▶ What is required:
What is needed is an exact transcription of every record below.

(Dataset excerpts)
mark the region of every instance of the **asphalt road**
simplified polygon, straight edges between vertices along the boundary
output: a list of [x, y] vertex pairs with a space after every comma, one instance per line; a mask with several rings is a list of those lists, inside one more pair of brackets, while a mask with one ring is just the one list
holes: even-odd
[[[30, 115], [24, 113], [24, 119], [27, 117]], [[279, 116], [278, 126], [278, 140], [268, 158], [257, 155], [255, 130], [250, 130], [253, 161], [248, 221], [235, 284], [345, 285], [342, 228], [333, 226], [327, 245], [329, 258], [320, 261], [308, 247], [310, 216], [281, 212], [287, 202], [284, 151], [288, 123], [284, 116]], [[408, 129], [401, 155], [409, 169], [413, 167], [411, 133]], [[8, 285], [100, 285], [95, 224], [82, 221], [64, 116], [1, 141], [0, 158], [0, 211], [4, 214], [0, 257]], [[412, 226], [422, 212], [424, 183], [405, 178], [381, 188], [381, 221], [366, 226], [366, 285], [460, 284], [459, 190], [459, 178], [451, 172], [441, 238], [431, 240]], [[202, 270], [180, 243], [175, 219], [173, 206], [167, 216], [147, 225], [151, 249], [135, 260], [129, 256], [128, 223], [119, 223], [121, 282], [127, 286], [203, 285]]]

▶ Output for this task:
mark the region of every instance of the **asphalt road**
simplified polygon, straight edges between vertices along the boundary
output: a list of [x, y] vertex pairs with a space after every comma, one instance per line; a mask with several rings is a list of those lists, inside one more pair of brackets, while a mask with one ring is just the one list
holes: even-odd
[[[30, 115], [24, 113], [24, 119], [27, 117]], [[279, 116], [278, 126], [278, 140], [268, 158], [257, 155], [255, 130], [250, 130], [253, 161], [248, 221], [235, 284], [345, 285], [342, 228], [333, 226], [327, 245], [329, 258], [320, 261], [308, 247], [310, 216], [281, 212], [287, 202], [284, 151], [288, 123], [284, 116]], [[408, 129], [401, 155], [409, 169], [413, 167], [411, 133]], [[8, 285], [100, 285], [95, 224], [82, 221], [64, 116], [1, 141], [0, 158], [0, 211], [4, 214], [0, 257]], [[412, 226], [422, 212], [424, 183], [405, 178], [381, 188], [381, 221], [366, 226], [366, 285], [460, 284], [459, 190], [459, 178], [451, 172], [441, 238], [431, 240]], [[202, 270], [180, 243], [175, 219], [173, 206], [167, 216], [147, 225], [151, 249], [135, 260], [129, 256], [128, 223], [119, 223], [121, 282], [127, 286], [203, 285]]]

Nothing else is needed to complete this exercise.